GIVEN TEXT:
Explore Column Stored Index
What is a column store index?
A columnstore index is a type of data structure that’s used to store, manage and retrieve data that is stored in a columnar-style database.
Why Column Store Index is used ?
- Best for queries that scan/aggregate large sets of data.
- IO Statistics - dramatically reduces # of logical reads.
- Smart IO and caching using aggressive read-ahead read strategy.
- In a regular index, indexed data from each row kept together on single page – and the data in each column spread across all pages of index
- Best for data warehouse/mart queries that scan/aggregate large amounts of data–might lower need for OLAP aggregation
- In a regular index, indexed data from each row kept together on single page – and the data in each column spread across all pages of index
- More and more functionality in DB engine (xVelocity, CDC)
- Some queries might run at least 10x faster (or more)
- Reduced storage costs and enhance performance.
- In Data Warehouses/Data Marts (in a star schema) ,queries performance is gained
- Load from Data Warehouses/Marts into OLAP Cubes
- SSAS OLAP Databases that use the ROLAP methodology or pass-through mode “might” benefit (more so in SQL 2014)
- New Analysis Services Tabular Model uses xVelocity engine
How to Create a column store index?
Expand the table. Under Indexes, right click and select New Index and then Clustered Column store Index as shown below :
Using SQL Server Management Studio :
[gallery ids=”1195,1196” type=”rectangular”]
Using T-SQL
CREATE CLUSTERED COLUMNSTORE INDEX [IXProductID] ON [dbo].[Product] WITH (DROP_EXISTING = OFF, COMPRESSION_DELAY = 0, DATA_COMPRESSION = COLUMNSTORE) ON [PRIMARY] GO
Difference Between Column store vs. Row store index
Row store :
- Row store data is logically organized by rows and columns, and is physically stored in row-oriented data pages.
- Row store indexes perform best on queries that seek data by searching for a particular value or retrieving a small range of values.
Column store :
- The column store index is also logically organized as a table with rows and columns, but the data is physically stored in a column-wise data format.
- Column store indexes work well for mostly read-only queries with large data sets, like data warehousing workloads.

GIVEN MATERIAL:
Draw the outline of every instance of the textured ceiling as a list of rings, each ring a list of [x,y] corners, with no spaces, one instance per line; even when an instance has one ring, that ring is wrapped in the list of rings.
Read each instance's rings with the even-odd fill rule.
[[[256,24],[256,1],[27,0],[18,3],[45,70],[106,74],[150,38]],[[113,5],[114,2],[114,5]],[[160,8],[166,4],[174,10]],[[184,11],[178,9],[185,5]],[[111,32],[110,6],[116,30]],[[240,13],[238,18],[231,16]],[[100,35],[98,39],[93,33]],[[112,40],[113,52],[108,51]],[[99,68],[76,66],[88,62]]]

TASKS TO PERFORM:
- A) According to the columnstore index page, how much faster might some queries run?
- B) Rewrite the columnstore index page from "Expand the table." down to "range of values.", substituting "Rowstore" for "Row store".
- C) Continue the page on columnstore indexes from its last sentence.

WRITTEN RESPONSES:
- A) At least 10x faster, or more.

- B)
Expand the table. Under Indexes, right click and select New Index and then Clustered Column store Index as shown below :
Using SQL Server Management Studio :
[gallery ids=”1195,1196” type=”rectangular”]
Using T-SQL
CREATE CLUSTERED COLUMNSTORE INDEX [IXProductID] ON [dbo].[Product] WITH (DROP_EXISTING = OFF, COMPRESSION_DELAY = 0, DATA_COMPRESSION = COLUMNSTORE) ON [PRIMARY] GO
Difference Between Column store vs. Rowstore index
Rowstore :
- Rowstore data is logically organized by rows and columns, and is physically stored in row-oriented data pages.
- Rowstore indexes perform best on queries that seek data by searching for a particular value or retrieving a small range of values.

- C)
Row Store Index | Column Store Index |
Row store indexes tend to be better for online transaction processing (OLTP) workloads, which use more update and seek operations. | Column store indexes tend to be better for online analytical processing (OLAP) workloads, which use more read operations. |
Row store indexes tend to be better at performing random reads and writes. | Column store indexes tend to be better for performing sequential reads and writes. |
Row store data is logically organized by rows and columns, and is physically stored in row-oriented data pages. | The column store index is also logically organized as a table with rows and columns, but the data is physically stored in a column-wise data format. |
Limitations of Column Store Index
- Cannot be clustered, cannot be created against a view
- Cannot act as a PK or FK, cannot include sparse columns
- Can’t work on tables with Change Data Capture/Change Tracking or FileStream, can’t participate in replication, nor when page/row compression exists
- Cannot be used with certain data types, such as binary, text/image, rowversion/timestamp, CLR data types (hierarchyID/spatial), nor with data types created with MAX keyword…e.g. varchar(max)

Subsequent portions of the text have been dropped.